» Set exercise
Could you copy out all of the items below word for word, leaving out the pictures?

* BEGIN *

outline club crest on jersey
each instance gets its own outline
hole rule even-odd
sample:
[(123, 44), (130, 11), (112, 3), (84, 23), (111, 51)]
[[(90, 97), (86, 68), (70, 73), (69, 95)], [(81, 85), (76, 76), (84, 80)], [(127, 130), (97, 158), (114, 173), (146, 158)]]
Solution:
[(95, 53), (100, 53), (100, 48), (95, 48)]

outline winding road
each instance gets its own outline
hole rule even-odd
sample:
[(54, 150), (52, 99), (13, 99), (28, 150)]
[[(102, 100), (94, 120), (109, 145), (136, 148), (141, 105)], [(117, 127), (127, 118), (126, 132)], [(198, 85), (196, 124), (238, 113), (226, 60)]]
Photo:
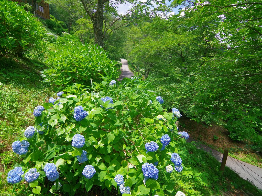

* END *

» Exercise solution
outline club crest on jersey
each instance gets its own outline
hole rule even-odd
sample:
[(123, 44), (130, 11), (112, 3), (84, 23), (111, 51)]
[[(90, 97), (86, 68), (70, 73), (69, 95)], [(81, 85), (76, 76), (84, 80)], [(127, 130), (97, 158), (114, 173), (146, 158)]]
Solution:
[(95, 53), (100, 53), (100, 48), (95, 48)]

outline winding road
each instance gets its own outline
hole rule even-odd
sample:
[(54, 150), (52, 99), (13, 99), (28, 150)]
[[(102, 100), (94, 120), (109, 145), (136, 148), (141, 105)], [(117, 127), (127, 118), (126, 132)], [(198, 85), (196, 124), (238, 113), (226, 60)]]
Photo:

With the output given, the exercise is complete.